*Task instructions*:
Arrange the material starting at the line containing "Question. Locate the cardboard" and ending at the line containing "x=464 y=163" as a Markdown table with the columns Row and Line, numbering each row and leaving out blank lines.

*Task input*:
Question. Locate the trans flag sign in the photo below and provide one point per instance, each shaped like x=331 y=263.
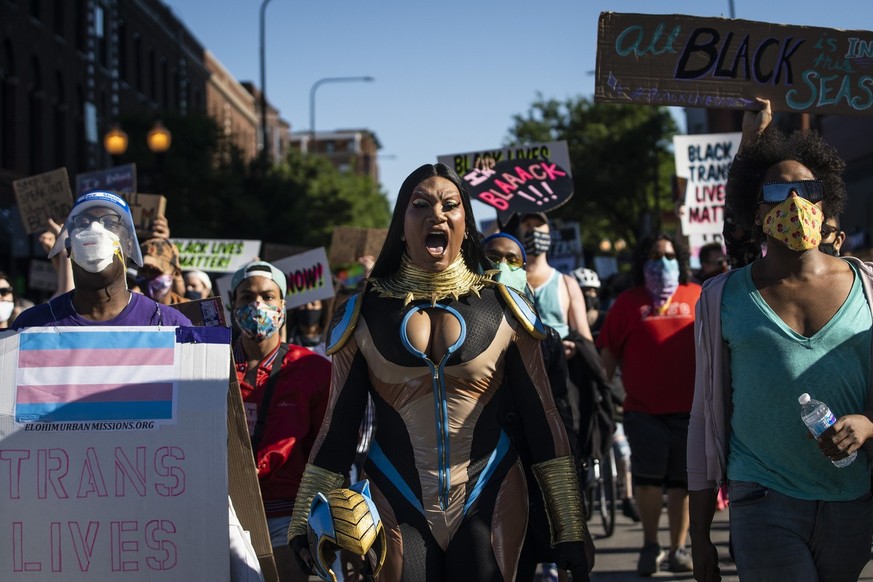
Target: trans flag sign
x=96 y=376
---
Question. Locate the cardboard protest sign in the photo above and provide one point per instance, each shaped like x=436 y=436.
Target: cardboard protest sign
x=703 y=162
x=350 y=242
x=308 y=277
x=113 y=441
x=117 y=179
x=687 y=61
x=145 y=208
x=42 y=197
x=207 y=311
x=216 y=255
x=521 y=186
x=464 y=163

*Result for this exercise*:
| Row | Line |
|---|---|
| 1 | Question. Locate the cardboard protest sign in the photo above and provide one point per instance, each shaped like x=436 y=436. |
| 2 | Target: cardboard protest sign |
| 3 | x=703 y=162 |
| 4 | x=350 y=242 |
| 5 | x=308 y=277 |
| 6 | x=113 y=441 |
| 7 | x=117 y=179 |
| 8 | x=687 y=61 |
| 9 | x=145 y=208 |
| 10 | x=42 y=197 |
| 11 | x=207 y=311 |
| 12 | x=216 y=255 |
| 13 | x=521 y=186 |
| 14 | x=464 y=163 |